The recombination current density can thus be written as $J_{r} = - 16 π ε ε_{0} n_{0} μ k_{B}^{2} T^{2} / e$ , where the negative sign signifies that the current is flowing in the −x direction, i.e., from the organic material into graphene. The detailed balance condition then requires

\begin{array}{l} J_{r, 0} + J_{t h, 0} = 0, & (6) \end{array}

where J_{th, 0} is the zero-voltage thermionic injection current density, which can be assumed to take the Arrhenius form of J_c ≈ exp(−Φ_B/k_BT). For the detailed balance condition to hold for all temperature, the n₀ in J_r must contain the same exponential dependence (Scott and Malliaras, 1999), i.e., n₀ = N₀ exp (Φ_B/k_BT), and N₀ is the density of transport sites. Hence, we arrived at the MG zero-bias thermionic injection current density of

\begin{array}{l} J_{t h, 0} = - J_{r, 0} = \frac{16 π ε ε_{0} N_{0} μ k_{B}^{2} T^{2}}{e} exp (- \frac{Φ_{B}}{k_{B} T}) . & (7) \end{array}

A hallmark of Equation (7) is the absence of material parameters of the metal in the effective Richardson constant, $A_{eff} \equiv 16 π ε ε_{0} N_{0} μ k_{B}^{2} T^{2} / e$ and the presence of μ-dependence as verified experimentally (Shen et al., 2001).

#### Dataset extract

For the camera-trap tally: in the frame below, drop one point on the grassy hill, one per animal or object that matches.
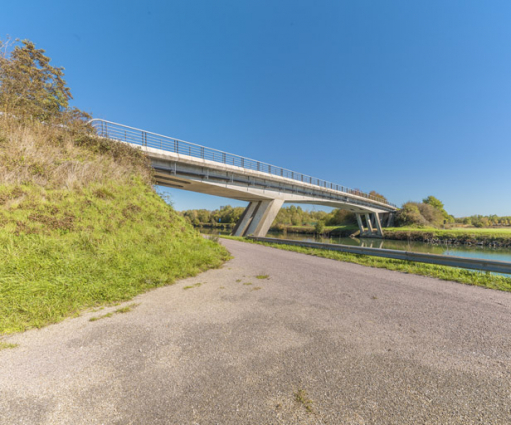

#### Requirement 1
In the thermionic injection text, what does N₀ denote?
#### Requirement 2
Please output, word for word, the stretch of the thermionic injection text from "A hallmark of" through "et al., 2001).".

#### Task solution 1
N₀ is the density of transport sites.

#### Task solution 2
A hallmark of Equation (7) is the absence of material parameters of the metal in the effective Richardson constant, $A_{eff} \equiv 16 π ε ε_{0} N_{0} μ k_{B}^{2} T^{2} / e$ and the presence of μ-dependence as verified experimentally (Shen et al., 2001).